### Text shown
════════════════════
Vessel Kitchen started in early 2016 with a casual introduction between Nick Gradinger and myself by our mutual buddy. Nick had been kicking around an idea for a fast-casual restaurant that featured fresh, from-scratch meals for years but had never had the opportunity to start.

We sat over increasingly cold and neglected coffee for hours, discussing the current options in Park City, Utah, and what we’d do differently. While options in our little wintery resort town were great for full service, we saw an opportunity to provide more of an everyday option for locals rather than the pricey choices we’d all grown used to.

Our goal was not simple. We wanted — and still want — to do it all. We hoped to combine the quality, flavor and attention to ingredients of a sit-down restaurant with the speed, value and price more common in quick-serve. This concept had been successful in other markets, but we didn’t see anything like it in Park City. We knew it was a niche we could fill.

Photo courtesy of Vessel Kitchen

Nick and I imagined a place that reflected how we ate day-to-day (or aspired to): varied, delicious and fresh. Sharing common backgrounds in hospitality, we knew this would be a tough mountain to climb. We wanted to pull inspiration from modular coastal concepts combined with the scratch-made techniques we’d come to love from the higher-end restaurants we’d been a part of.

From the jump, the project was a whirlwind. We met in January, had funding from a handful of gracious Park City families by March, and had a space dropped into our laps in April. The process felt less like a carefully planned idea coming to life and more like a conveyor belt of events we were constantly reacting to. It could have easily fallen apart, but thanks mostly to Nick’s audaciousness and our investors’ trust, we somehow threaded the needles to wake up with a space and the money to build out a dream.

From scratch

Roe’e Levy became our third co-founder. We immediately connected with his philosophy on food and appreciated not only his understanding of Mediterranean flavors but also his desire to continue learning and experimenting with the diverse ingredients we wanted to incorporate.

At this point, we came to the comically naive realization that we had no idea how we wanted this restaurant to operate. We knew we wanted delicious, fresh food that guests could see as they ordered. We knew where we wanted our prices to land. We vaguely and generally knew how we wanted the menu structured. We also knew that we didn’t have the first clue how to synthesize all of this into a cohesive ordering process and operation.
════════════════════
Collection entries
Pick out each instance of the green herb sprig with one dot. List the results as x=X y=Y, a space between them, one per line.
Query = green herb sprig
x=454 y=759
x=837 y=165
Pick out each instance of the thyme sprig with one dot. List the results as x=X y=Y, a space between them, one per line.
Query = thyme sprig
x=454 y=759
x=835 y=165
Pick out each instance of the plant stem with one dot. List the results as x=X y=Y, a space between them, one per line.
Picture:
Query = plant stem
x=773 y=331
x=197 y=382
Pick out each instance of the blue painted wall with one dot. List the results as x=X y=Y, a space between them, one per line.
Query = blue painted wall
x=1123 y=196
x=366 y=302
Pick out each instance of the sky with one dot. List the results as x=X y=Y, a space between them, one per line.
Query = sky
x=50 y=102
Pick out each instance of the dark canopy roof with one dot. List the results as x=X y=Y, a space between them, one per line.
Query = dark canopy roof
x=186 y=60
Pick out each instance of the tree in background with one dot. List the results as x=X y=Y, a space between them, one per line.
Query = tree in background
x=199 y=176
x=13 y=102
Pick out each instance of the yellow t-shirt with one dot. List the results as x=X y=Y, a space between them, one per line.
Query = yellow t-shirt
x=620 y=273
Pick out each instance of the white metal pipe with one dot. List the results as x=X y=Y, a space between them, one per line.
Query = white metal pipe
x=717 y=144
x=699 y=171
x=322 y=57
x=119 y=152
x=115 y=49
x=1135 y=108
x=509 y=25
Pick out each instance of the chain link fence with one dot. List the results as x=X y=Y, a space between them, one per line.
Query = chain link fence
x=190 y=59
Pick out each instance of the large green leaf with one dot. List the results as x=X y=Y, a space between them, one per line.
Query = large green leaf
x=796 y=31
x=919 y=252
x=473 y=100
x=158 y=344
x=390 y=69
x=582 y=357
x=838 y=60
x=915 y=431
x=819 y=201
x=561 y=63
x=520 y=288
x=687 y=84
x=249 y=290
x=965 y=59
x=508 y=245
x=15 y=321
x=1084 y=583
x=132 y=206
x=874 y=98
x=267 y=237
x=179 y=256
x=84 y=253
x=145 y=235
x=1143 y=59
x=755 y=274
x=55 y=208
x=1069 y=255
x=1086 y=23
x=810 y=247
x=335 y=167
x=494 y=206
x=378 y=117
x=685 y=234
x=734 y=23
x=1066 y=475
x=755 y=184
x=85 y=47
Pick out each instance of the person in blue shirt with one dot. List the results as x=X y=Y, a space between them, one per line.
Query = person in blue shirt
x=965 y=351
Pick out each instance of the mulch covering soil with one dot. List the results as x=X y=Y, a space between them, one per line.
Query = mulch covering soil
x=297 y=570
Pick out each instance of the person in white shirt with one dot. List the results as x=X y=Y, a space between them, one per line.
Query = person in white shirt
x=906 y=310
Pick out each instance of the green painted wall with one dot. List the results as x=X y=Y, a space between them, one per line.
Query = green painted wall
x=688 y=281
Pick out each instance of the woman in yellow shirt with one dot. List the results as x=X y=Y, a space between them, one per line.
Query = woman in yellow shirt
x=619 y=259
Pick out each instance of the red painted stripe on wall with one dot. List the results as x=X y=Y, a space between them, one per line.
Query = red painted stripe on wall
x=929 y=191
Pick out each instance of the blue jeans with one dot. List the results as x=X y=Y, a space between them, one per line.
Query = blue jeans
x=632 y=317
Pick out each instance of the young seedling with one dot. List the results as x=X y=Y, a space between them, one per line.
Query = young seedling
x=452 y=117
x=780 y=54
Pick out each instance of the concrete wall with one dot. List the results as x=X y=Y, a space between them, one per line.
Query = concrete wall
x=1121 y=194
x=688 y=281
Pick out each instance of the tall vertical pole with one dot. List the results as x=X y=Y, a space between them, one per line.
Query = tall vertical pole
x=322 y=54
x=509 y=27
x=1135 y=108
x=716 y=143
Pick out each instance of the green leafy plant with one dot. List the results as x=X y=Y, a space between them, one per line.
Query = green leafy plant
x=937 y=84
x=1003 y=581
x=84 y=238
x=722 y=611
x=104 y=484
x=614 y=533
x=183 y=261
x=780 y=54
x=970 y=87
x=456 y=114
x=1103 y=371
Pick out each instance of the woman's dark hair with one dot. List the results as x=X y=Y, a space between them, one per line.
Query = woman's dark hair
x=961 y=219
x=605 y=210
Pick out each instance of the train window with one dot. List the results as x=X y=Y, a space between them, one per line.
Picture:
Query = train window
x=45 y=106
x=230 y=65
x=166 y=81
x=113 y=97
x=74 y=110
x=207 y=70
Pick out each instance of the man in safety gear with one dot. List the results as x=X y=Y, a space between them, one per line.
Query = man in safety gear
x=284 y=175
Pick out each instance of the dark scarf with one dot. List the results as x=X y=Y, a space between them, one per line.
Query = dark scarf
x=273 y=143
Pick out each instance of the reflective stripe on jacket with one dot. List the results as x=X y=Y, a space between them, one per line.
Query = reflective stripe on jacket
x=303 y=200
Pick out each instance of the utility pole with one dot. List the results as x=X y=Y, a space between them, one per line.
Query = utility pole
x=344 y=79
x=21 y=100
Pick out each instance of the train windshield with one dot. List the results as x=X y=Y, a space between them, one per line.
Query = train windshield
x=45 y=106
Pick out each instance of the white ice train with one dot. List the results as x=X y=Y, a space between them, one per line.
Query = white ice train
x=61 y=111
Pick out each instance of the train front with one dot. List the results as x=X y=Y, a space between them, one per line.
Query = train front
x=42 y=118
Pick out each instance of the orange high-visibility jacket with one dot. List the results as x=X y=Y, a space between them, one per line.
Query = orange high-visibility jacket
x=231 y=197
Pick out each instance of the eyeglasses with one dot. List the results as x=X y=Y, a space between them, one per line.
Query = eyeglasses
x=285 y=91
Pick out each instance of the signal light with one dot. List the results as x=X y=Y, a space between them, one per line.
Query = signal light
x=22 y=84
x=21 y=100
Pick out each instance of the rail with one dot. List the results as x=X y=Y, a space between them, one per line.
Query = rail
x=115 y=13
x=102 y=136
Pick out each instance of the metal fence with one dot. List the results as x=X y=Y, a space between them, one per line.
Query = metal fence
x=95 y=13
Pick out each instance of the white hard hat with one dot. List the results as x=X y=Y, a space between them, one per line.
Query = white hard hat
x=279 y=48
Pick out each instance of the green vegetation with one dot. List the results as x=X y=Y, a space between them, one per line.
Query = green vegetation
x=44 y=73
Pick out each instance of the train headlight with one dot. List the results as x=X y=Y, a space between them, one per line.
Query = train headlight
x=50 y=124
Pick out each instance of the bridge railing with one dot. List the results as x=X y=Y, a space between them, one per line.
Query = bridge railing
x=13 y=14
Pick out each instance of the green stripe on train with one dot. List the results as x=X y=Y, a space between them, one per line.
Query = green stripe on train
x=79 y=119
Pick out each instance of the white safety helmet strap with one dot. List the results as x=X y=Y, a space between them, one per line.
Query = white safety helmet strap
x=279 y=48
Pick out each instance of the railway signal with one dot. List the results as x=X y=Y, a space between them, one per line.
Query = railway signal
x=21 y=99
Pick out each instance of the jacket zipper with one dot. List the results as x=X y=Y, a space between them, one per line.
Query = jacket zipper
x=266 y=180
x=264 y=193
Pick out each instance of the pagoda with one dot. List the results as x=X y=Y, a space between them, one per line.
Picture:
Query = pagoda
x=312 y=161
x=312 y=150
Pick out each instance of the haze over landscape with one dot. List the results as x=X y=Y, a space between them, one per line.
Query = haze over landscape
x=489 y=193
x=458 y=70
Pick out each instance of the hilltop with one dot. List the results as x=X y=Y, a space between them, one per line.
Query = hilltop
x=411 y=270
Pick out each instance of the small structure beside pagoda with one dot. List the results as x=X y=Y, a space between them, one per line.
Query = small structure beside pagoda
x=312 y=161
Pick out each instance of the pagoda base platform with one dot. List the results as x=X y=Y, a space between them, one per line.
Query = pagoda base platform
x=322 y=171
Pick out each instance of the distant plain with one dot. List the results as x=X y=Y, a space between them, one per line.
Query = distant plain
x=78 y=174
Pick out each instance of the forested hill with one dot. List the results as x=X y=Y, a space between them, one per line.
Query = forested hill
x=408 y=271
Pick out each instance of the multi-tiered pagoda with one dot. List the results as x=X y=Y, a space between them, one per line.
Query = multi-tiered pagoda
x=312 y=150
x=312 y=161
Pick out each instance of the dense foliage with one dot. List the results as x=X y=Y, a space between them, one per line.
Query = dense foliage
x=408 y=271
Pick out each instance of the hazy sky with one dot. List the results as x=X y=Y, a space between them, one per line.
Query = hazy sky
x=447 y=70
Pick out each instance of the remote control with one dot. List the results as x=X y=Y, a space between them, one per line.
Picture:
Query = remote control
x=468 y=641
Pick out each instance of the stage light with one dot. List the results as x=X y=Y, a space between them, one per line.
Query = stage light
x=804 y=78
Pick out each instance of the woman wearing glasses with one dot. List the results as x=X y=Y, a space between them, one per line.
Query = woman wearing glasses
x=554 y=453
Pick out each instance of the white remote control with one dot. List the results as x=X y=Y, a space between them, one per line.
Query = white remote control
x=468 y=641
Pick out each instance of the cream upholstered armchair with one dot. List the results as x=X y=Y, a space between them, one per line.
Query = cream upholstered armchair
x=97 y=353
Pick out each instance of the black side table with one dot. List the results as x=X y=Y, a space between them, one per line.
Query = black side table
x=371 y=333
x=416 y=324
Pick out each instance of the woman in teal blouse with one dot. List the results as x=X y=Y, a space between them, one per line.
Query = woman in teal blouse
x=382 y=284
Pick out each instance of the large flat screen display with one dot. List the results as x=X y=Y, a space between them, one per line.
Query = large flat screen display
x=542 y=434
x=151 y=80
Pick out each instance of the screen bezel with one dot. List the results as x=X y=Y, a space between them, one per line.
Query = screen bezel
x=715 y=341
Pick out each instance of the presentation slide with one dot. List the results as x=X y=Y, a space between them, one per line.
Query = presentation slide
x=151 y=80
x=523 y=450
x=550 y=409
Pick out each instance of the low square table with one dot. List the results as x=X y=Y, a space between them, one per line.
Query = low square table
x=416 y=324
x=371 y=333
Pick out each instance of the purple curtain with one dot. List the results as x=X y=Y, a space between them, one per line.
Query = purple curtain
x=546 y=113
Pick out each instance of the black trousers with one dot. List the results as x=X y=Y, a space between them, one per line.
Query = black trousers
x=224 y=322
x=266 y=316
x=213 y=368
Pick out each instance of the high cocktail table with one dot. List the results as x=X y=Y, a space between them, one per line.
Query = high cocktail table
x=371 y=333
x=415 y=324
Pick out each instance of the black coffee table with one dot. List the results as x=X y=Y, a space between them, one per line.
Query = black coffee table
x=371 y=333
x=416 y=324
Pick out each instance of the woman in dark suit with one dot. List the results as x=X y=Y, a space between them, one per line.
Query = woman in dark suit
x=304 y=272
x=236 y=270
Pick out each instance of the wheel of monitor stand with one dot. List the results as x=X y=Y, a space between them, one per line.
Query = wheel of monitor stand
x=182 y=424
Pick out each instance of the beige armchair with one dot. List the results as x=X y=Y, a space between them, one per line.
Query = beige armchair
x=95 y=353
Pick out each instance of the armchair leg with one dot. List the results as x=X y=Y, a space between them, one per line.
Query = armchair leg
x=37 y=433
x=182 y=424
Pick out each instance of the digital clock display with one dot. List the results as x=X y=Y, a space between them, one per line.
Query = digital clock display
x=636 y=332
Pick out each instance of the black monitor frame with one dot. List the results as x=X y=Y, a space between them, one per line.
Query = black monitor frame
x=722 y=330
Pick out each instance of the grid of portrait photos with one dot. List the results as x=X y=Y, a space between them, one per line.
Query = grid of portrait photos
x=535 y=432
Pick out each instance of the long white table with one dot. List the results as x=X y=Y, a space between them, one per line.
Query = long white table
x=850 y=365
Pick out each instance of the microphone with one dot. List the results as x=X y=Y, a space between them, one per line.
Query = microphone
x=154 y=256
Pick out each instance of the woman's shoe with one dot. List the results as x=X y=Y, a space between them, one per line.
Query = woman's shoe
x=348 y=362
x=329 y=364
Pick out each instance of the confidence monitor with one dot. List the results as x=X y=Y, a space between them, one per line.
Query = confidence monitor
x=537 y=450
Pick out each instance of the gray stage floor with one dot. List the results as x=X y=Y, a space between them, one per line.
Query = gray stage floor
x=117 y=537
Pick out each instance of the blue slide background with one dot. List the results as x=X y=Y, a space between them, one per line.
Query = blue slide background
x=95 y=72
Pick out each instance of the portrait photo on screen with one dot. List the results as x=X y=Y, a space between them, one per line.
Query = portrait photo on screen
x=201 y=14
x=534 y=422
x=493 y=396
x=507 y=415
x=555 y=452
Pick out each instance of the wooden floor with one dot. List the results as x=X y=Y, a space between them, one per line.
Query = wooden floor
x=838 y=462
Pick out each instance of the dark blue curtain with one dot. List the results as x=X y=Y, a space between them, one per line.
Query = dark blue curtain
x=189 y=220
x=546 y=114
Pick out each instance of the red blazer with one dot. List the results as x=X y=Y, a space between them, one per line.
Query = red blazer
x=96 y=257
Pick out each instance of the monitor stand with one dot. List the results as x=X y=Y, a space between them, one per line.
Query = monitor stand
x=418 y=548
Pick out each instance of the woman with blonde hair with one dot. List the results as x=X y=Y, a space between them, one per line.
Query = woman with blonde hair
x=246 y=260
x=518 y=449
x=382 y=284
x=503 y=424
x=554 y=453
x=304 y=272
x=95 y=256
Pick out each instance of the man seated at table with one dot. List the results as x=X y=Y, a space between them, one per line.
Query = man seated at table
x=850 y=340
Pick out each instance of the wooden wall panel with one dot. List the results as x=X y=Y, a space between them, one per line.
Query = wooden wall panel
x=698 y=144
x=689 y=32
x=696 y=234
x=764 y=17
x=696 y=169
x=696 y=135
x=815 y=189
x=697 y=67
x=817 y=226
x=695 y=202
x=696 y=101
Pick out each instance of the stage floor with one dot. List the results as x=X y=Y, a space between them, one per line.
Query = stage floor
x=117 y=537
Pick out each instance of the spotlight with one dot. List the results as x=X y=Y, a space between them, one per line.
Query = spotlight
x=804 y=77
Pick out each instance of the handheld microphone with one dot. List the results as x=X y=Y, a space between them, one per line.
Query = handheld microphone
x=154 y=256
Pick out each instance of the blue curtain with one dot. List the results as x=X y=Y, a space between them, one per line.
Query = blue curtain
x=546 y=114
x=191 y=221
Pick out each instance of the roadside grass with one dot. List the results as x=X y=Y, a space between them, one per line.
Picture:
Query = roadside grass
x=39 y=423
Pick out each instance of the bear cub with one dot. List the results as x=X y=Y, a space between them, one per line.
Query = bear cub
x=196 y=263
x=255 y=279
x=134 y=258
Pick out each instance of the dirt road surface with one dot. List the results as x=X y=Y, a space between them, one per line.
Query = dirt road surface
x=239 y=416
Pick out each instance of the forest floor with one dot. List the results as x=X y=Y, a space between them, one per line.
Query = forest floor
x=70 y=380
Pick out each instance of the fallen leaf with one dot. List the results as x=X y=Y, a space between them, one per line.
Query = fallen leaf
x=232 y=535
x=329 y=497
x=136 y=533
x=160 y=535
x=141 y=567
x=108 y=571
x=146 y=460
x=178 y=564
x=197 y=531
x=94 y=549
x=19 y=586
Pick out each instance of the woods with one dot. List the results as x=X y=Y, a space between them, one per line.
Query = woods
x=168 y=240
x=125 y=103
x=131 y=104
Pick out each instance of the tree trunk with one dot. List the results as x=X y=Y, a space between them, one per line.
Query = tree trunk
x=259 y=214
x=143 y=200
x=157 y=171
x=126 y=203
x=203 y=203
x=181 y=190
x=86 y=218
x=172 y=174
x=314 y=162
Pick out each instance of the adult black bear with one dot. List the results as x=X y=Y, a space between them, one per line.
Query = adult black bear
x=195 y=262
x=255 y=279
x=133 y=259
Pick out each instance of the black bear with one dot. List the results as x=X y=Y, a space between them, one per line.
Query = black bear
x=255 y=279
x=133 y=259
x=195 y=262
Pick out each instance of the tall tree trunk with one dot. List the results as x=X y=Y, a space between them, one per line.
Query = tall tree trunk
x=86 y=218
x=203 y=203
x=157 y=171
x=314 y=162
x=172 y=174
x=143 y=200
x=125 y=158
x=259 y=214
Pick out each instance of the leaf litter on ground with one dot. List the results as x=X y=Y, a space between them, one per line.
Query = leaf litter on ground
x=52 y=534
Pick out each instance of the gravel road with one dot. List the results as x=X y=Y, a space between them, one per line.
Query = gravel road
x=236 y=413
════════════════════
### Work to complete
[a] Repeat the Vessel Kitchen story word for word, starting at "Our goal was" and ending at "been a part of.".
[b] In the Vessel Kitchen story, who became the third co-founder?
This listing was drawn from a separate source, unrelated to the text.

### Results by task
[a]
Our goal was not simple. We wanted — and still want — to do it all. We hoped to combine the quality, flavor and attention to ingredients of a sit-down restaurant with the speed, value and price more common in quick-serve. This concept had been successful in other markets, but we didn’t see anything like it in Park City. We knew it was a niche we could fill.

Photo courtesy of Vessel Kitchen

Nick and I imagined a place that reflected how we ate day-to-day (or aspired to): varied, delicious and fresh. Sharing common backgrounds in hospitality, we knew this would be a tough mountain to climb. We wanted to pull inspiration from modular coastal concepts combined with the scratch-made techniques we’d come to love from the higher-end restaurants we’d been a part of.

[b] Roe’e Levy